_GIVEN PROBLEM_.
Report how many lines in the entries below contain the string "indicating". Give only the number.
____ INPUT FOR THIS TASK
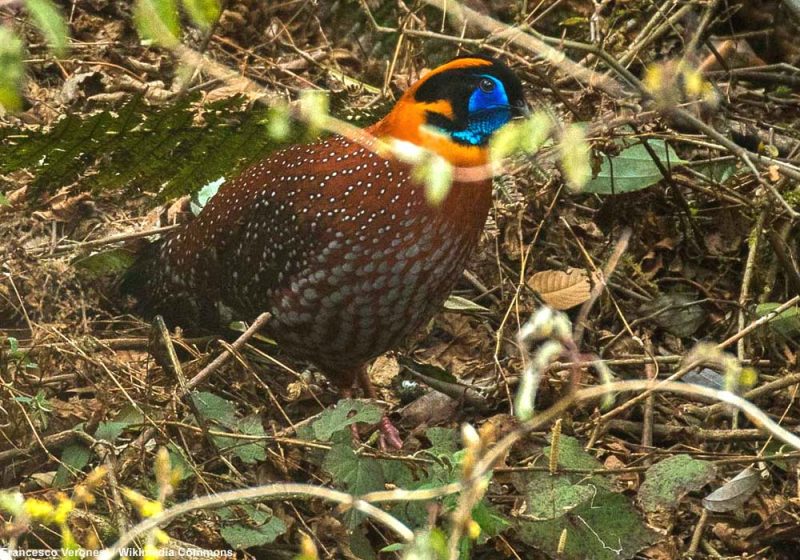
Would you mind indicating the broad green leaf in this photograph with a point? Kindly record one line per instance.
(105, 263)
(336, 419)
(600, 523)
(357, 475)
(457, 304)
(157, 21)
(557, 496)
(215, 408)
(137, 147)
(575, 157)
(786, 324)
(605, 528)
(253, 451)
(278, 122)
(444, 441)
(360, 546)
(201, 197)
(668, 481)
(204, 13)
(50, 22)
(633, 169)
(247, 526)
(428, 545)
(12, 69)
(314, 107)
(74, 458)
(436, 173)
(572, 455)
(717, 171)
________
____ INPUT FOR THIS TASK
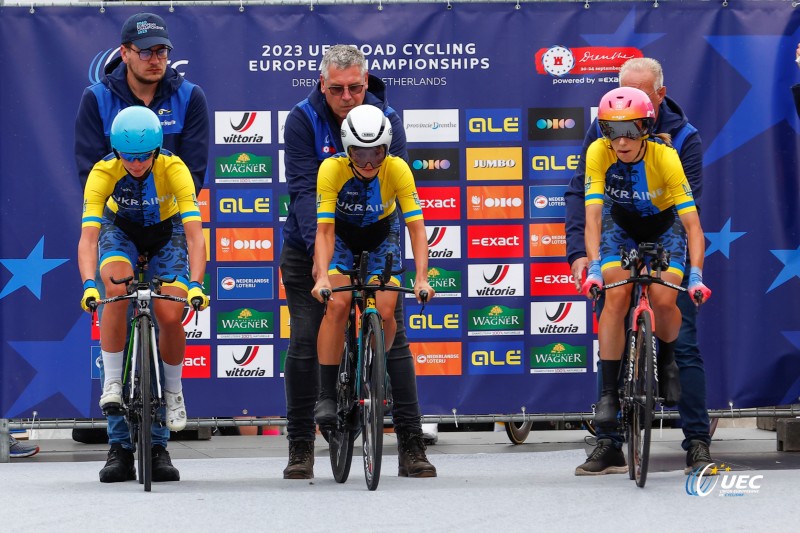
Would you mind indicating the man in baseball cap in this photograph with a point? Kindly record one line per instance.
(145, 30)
________
_EXERCISE SOLUTION_.
2